Trent Cotchin's Leadership in the 2017 Finals Series

Trent Cotchin's Leadership in the 2017 Finals Series


Executive Summary


The 2017 AFL finals series stands as the definitive turning point for the Richmond Football Club, transforming a talented but unfulfilled group into a modern dynasty. At the epicenter of this metamorphosis was captain Trent Cotchin. This case study dissects how Cotchin’s evolved leadership, shifting from a purely performance-based model to one of profound self-sacrifice and emotional connection, became the critical catalyst for the Tigers’ breakthrough premiership. We analyze the specific actions, strategic shifts, and intangible qualities he displayed throughout the September campaign, demonstrating how his leadership directly engineered the club’s first flag in 37 years and laid the unshakeable foundation for the prestige era that followed.

▸ What the task requires:
Continue the case study of Trent Cotchin's leadership in the 2017 finals series from its last sentence. The data that follows bears no relation to the text about Trent Cotchin's leadership.

▸ Supplied information:
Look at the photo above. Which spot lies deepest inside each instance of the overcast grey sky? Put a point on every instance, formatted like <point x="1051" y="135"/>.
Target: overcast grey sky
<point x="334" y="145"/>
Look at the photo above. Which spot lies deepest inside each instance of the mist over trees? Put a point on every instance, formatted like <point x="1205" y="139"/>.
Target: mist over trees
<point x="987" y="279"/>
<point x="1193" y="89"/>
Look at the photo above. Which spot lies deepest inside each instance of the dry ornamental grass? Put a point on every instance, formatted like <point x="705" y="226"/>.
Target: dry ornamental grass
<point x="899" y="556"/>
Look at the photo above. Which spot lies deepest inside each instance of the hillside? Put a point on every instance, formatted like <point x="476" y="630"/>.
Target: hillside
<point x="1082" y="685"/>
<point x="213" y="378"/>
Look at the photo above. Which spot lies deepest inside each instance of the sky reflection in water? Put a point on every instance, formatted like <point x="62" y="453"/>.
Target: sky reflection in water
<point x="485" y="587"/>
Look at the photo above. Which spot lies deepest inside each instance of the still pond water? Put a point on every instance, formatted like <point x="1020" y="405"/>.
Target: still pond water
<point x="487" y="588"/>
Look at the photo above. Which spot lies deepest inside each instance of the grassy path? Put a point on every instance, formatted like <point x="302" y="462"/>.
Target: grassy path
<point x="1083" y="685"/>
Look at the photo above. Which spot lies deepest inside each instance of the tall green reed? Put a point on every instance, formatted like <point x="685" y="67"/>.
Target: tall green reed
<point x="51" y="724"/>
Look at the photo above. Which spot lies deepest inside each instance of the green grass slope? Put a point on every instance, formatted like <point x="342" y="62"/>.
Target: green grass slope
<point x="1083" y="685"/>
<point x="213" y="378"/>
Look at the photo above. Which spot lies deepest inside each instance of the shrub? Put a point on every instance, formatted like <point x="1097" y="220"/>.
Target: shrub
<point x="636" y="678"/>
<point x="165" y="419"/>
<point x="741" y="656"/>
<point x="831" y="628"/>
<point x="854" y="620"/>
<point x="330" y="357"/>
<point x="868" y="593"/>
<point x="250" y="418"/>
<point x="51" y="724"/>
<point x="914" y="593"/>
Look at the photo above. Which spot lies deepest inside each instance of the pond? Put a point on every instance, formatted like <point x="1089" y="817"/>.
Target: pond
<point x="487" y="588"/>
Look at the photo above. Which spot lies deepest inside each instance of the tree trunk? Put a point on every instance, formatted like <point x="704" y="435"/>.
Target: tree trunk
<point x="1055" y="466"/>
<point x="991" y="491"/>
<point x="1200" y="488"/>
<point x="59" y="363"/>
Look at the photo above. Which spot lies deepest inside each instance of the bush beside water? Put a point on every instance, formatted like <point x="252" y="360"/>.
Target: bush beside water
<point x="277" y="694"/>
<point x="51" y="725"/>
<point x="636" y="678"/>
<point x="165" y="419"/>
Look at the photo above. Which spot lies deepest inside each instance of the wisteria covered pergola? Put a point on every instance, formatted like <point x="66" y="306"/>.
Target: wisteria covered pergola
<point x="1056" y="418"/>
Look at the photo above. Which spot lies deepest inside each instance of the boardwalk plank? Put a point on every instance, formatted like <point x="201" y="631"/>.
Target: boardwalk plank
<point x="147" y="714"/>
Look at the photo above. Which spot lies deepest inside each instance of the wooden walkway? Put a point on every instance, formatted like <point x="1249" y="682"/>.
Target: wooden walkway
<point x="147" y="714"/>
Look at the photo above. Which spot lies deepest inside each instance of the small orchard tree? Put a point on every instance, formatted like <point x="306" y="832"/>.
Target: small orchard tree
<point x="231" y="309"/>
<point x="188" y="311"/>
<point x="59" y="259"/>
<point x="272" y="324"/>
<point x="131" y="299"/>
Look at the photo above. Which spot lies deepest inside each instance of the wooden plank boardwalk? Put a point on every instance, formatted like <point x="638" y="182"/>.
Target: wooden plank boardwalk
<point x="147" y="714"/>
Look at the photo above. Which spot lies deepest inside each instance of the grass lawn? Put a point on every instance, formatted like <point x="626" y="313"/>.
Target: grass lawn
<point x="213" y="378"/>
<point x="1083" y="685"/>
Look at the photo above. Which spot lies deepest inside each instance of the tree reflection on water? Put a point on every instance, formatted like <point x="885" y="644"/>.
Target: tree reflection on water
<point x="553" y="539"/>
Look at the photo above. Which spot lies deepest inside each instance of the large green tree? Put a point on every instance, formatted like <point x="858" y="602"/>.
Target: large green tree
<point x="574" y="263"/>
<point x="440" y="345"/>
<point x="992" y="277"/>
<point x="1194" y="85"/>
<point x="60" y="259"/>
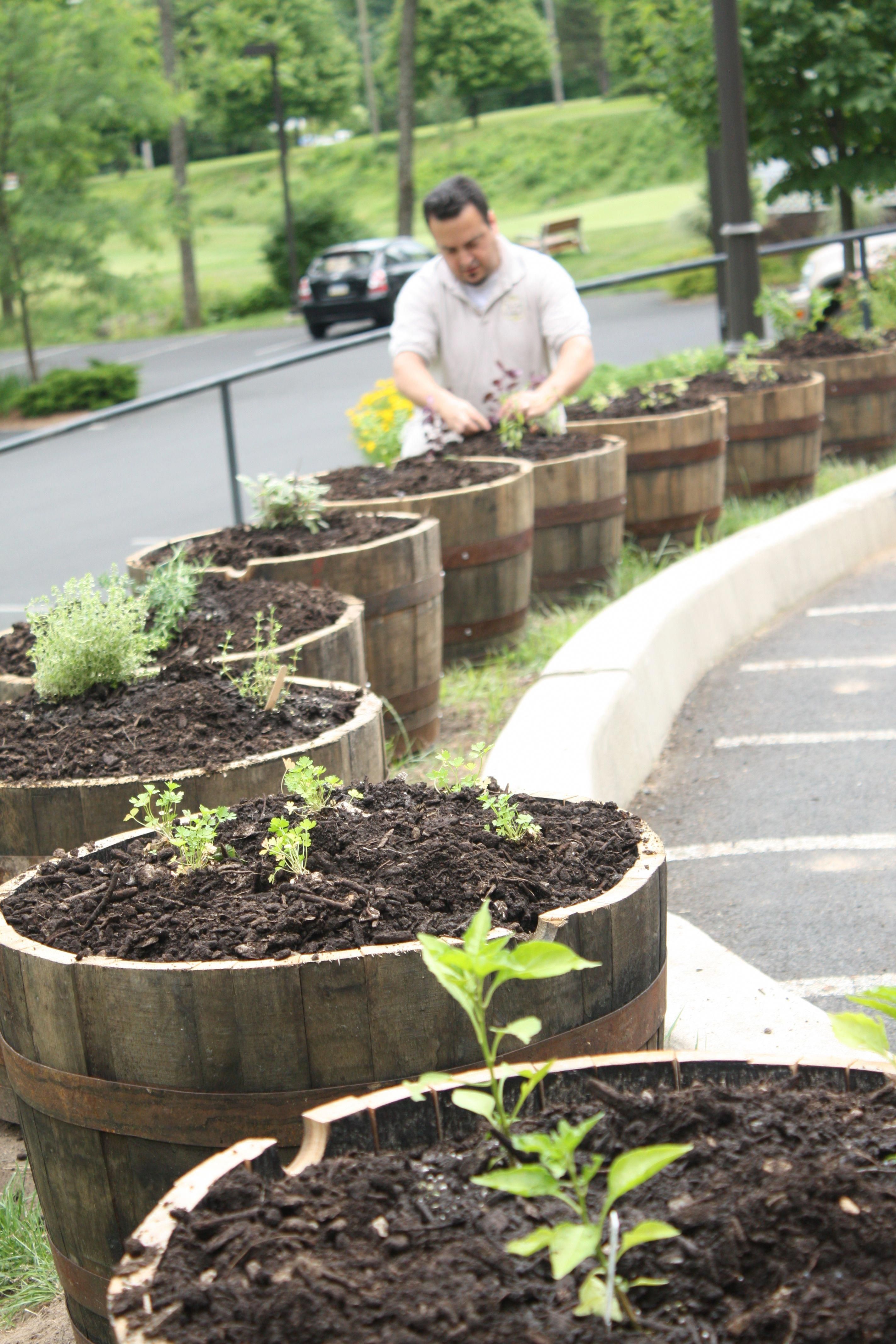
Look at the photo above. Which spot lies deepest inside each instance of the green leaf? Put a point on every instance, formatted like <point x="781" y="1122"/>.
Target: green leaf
<point x="639" y="1166"/>
<point x="859" y="1031"/>
<point x="524" y="1029"/>
<point x="593" y="1299"/>
<point x="570" y="1245"/>
<point x="531" y="1244"/>
<point x="527" y="1182"/>
<point x="647" y="1232"/>
<point x="481" y="1104"/>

▸ Response:
Background / Challenge


For years, the narrative surrounding Richmond was one of psychological fragility and September failure. Despite boasting elite talent like Dustin Martin, Alex Rance, and Jack Riewoldt, the Tigers had developed a reputation for buckling under finals pressure. The 2016 season ended in disaster, with a 13th-place finish prompting intense scrutiny on every facet of the club.


The pressure on Trent Cotchin was particularly acute. As captain since 2013, his leadership style was often critiqued. He was a brilliant midfielder who led by example with his ferocious attack on the ball, but questions lingered about whether he could galvanize the entire group when the heat was at its most intense. The external noise was deafening: was Cotchin the right man to lead this group? Could he, and the club, overcome the weight of history and a seemingly impenetrable mental block?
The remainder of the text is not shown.